_Pedido escrito 1:_
Informe quantas linhas dos registros contêm a palavra "dark". Responda apenas com o número.

——————————

O psicólogo Erick Paixão acrescenta que, algumas vezes, embora tenha consciência de que seu comportamento é inadequado e prejudicial, o sujeito que está adotando uma postura inflexível vai insistir em agir daquela maneira porque, no fundo, o temor de mudanças o paralisa. “É muito comum que a gente escute frases como: ‘Goste de mim ou não, eu sou assim’. E é também comum que se recorra a essas frases quando há uma reação negativa ao que foi feito”, lembra, situando que esses episódios funcionam quase como um pedido de desculpas às avessas. “A pessoa se justificava, mas, ao sustentar que sua natureza seria imutável, demonstra que não tem a pretensão de evitar aquele erro no futuro. Essa é, também, uma tentativa de se desresponsabilizar”, sublinha. 

“Esse recurso costuma ser mais utilizado por aqueles que, por exemplo, viveram situações em sua infância em que assumir o erro era visto como algo vergonhoso, que sofreram muitas punições quando tentavam fazer algo de diferente ou que foram criadas dentro de um sistema muito rígido”, analisa Paixão. 

Efeitos 

Nas mais diversas dimensões da vida, a crença de que a inflexibilidade é um atributo causa danos. “Tenho pacientes que criaram convicções sobre a sexualidade, que acreditam que o homem deve sempre estar pronto para o sexo e que a ereção é sinal de virilidade. Eles acreditam que ser homem é ser dessa forma, mas começam a ter problemas por isso. Algo que pode acarretar, inclusive, em disfunções sexuais”, expõe Erick Paixão, que é terapeuta sexual.  

“Além disso, se esse sujeito se apega a valores pessoais e se mostra intransigente com uma realidade que destoa, ele pode sofrer. Por exemplo, se ele tem resistência à diversidade, é provável que se desgaste cada vez mais ao encarar um mundo mais aberto, em que as múltiplas manifestações de afeto e de identidade são cada vez mais corriqueiras”, observa.

——————————

_Pedido escrito 2:_
Escreva a continuação do texto sobre a inflexibilidade de comportamento, começando logo depois da última frase.

_Registros extraídos:_
——————————

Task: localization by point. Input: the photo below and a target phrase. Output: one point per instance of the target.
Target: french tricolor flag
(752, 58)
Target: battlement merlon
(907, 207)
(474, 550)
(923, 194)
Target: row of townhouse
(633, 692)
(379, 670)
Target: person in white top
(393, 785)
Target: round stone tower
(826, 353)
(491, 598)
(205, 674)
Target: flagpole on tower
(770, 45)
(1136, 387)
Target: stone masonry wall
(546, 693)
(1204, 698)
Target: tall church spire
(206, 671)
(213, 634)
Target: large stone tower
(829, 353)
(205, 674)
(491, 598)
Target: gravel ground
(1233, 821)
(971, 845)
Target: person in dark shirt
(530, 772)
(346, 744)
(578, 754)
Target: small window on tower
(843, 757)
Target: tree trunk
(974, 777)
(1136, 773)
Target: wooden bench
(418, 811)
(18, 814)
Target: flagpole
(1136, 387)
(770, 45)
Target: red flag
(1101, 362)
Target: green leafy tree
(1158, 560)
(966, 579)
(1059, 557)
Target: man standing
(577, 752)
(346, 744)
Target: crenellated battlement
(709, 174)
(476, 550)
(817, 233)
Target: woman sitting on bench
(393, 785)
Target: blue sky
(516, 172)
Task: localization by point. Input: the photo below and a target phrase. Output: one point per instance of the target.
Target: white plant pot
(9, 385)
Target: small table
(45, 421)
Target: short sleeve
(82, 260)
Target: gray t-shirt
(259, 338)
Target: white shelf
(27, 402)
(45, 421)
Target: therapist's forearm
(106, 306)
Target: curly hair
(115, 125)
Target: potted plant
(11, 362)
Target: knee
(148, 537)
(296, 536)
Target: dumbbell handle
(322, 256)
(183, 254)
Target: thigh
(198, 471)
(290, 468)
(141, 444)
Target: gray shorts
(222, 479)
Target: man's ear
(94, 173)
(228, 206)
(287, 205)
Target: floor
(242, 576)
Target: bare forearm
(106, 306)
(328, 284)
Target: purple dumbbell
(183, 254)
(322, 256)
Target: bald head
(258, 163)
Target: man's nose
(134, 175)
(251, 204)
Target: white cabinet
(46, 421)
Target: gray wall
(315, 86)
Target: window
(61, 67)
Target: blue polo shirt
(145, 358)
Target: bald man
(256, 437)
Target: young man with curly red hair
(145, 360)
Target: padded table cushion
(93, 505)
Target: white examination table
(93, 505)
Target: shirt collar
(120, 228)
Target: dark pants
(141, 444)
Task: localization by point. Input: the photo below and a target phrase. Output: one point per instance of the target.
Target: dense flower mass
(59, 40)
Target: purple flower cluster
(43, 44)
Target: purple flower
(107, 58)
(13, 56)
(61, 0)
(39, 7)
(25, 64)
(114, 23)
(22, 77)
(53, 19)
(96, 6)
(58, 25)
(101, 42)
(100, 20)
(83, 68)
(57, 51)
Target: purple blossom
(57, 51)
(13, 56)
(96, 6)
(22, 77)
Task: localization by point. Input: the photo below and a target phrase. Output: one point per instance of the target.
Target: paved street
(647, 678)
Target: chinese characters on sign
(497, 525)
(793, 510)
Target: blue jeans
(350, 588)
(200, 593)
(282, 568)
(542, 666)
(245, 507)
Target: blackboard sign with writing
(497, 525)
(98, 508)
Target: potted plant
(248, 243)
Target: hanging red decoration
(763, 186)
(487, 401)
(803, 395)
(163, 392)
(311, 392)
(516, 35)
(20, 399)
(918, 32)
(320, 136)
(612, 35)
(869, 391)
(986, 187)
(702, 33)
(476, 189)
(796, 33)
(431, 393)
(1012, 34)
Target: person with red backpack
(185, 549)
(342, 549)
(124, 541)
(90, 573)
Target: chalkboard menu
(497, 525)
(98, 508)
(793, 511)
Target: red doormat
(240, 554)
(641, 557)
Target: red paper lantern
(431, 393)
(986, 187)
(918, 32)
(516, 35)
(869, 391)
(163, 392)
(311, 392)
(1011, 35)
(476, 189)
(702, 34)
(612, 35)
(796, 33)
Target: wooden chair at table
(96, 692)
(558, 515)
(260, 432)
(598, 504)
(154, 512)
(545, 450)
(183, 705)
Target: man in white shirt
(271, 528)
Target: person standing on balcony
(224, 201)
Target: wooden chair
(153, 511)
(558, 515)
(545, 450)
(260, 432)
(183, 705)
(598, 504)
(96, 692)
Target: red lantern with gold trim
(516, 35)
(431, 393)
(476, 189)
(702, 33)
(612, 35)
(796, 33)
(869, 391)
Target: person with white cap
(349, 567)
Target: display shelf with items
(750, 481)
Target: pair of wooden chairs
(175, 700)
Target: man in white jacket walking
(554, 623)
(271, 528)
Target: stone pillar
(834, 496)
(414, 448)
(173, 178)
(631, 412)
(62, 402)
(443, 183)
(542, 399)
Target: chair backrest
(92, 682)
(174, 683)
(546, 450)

——————————

_Resposta 1:_
2

_Resposta 2:_
“No campo profissional, é hoje desejável que a pessoa consiga se adaptar a novas rotinas. Se ela tem um bloqueio nesse sentido, pode ficar para trás”, comenta o psicólogo.  

Isabel Camargos recorre a um exemplo muito presente no momento atual para expor como a chamada síndrome de Gabriela pode ser prejudicial: “O dono de um restaurante que se recusava a fazer entregas e a usar plataformas digitais certamente teve muito mais dificuldade em fazer seu negócio sobreviver, se comparado a outro que logo buscou se adaptar à nova realidade”, opina. 

Para pensar sobre os efeitos da inflexibilidade, Isabel propõe uma reflexão baseada na abordagem da Gestalt. “Acreditamos que, quando nos abrimos para o mundo e assimilamos as diferenças, nós crescemos, e isso gera em nós uma energia de vida. Se falamos do contrário disso, estamos falando em uma falta de crescimento e no extremo disso, que é a morte”, resume. 

Fantasia

Tanto Erick Paixão quanto Isabel Camargos concordam que a síndrome de Gabriela se baseia em um mito que não encontra respaldo na realidade. “Mesmo que a pessoa não perceba, ela está se fiando a uma fantasia, porque ninguém nasce e morre igual”, diz ele, citando que diversos estudiosos do comportamento humano já apontaram que somos seres inacabados e em constante construção. “Somos sempre um vir a ser”, complementa.

Pensando nisso, Isabel recomenda cuidado com os rótulos. “Quando a gente se coloca em uma caixinha e nota que outras pessoas também se identificam assim, podemos nos sentir mais seguros. É uma sensação genuinamente boa de se reconhecer. Porém, esse sentimento pode extrapolar para a fixação, de forma que eu não me abra para outras descobertas, como se, na vida, nossos interesses não fossem se transformando ao longo do tempo”, sinaliza.

Para ilustrar essas mudanças que ocorrem ao longo da vida, a psicóloga recorre ao paladar. “Muita coisa de que já gostamos muito, hoje não nos agrada tanto assim. Outras, que evitávamos, passamos a gostar. Tem quem diga: ‘Amo chuchu e não mudo’. Tudo bem. Mas quem sabe, no futuro, você goste também de quiabo?”, diz.